— Begin —

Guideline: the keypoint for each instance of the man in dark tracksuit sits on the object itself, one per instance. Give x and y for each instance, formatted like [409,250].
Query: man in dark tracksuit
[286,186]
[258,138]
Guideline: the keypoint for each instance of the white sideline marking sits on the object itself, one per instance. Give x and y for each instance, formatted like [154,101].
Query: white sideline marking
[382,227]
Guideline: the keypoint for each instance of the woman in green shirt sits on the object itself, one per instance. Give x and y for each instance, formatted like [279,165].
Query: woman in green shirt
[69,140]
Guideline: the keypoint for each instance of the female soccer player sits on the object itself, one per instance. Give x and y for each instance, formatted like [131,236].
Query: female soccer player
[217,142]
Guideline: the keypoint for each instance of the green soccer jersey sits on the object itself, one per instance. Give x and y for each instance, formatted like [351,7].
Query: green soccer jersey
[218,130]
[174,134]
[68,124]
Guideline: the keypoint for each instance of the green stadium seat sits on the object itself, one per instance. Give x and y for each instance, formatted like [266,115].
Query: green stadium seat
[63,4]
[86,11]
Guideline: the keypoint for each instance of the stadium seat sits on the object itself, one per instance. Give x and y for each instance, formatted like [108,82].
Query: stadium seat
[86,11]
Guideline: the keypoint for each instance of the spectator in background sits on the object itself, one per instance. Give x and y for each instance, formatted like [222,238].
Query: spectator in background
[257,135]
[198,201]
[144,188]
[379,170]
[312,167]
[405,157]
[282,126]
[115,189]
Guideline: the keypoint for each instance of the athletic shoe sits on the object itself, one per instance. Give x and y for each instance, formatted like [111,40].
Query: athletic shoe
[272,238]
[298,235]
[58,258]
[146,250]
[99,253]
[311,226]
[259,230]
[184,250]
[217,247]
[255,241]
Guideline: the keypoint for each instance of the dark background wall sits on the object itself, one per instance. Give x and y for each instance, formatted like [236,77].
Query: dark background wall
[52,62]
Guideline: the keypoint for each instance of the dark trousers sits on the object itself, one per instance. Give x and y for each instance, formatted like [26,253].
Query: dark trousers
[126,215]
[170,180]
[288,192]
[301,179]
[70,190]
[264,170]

— End —

Print out every entry, keeping each one exact.

Guideline: the keypoint for each instance of the man in dark tracksuit sits on the object itself, one per instance. Give x and y for each instance, formatted like [409,250].
Query: man in dark tracksuit
[286,186]
[258,138]
Guideline: the keypoint for each instance of the white sideline marking sits on the object itself, one per instance. Give x and y for each instance, formatted like [154,101].
Query: white sideline marking
[382,227]
Guideline: the keypoint for each instance of the woman in green shirt sits on the object itself, one per instance. Give x and y for each instance, formatted like [279,165].
Query: woman in green shirt
[69,140]
Guideline: the keypoint for each instance of the female soccer player sits on the object itself, one per instance. Give x and y for each instance, formatted like [131,236].
Query: female soccer player
[217,142]
Guideline: the keypoint for each instance of the green soccer jersey sits on the object itself, one per instance. Give x and y for each instance, formatted like [351,7].
Query: green soccer jersey
[218,130]
[174,134]
[68,124]
Guideline: the keypoint for each instance of the green stadium seat sits on the object itself, one per instance. Give x and y for each instance, formatted like [266,115].
Query: green stadium seat
[63,4]
[86,11]
Guideline: the keypoint for each instance of the stadium seat sits on the object itself, one per instance. Give x and y for each instance, formatted like [108,82].
Query: stadium seat
[86,11]
Guideline: the keypoint for each instance of the spectator in background sits on the object itself, one per instance. Give x and y for each instance, formatted like [222,238].
Query: spectator in background
[257,135]
[198,201]
[144,188]
[379,170]
[312,167]
[405,157]
[282,126]
[115,189]
Guideline: the keypoint for each instance of the athletic shoe sits on the object itself, one per instance. Give x and y for each instance, formatted like [111,40].
Query: athletic shoe
[272,238]
[298,235]
[58,258]
[146,250]
[99,253]
[311,226]
[259,230]
[184,250]
[217,247]
[255,241]
Guideline: the keypoint for each instance of the dark background wall sits on the object itself, one per instance. Give x and y for each instance, formatted like [236,77].
Query: dark background wall
[52,62]
Guideline: the keypoint for each instance of the dark trousers sits on the object itself, one per instance. Give x and y for each instance, formatted like [26,253].
Query: dark trousers
[126,215]
[170,180]
[288,192]
[301,179]
[70,190]
[264,170]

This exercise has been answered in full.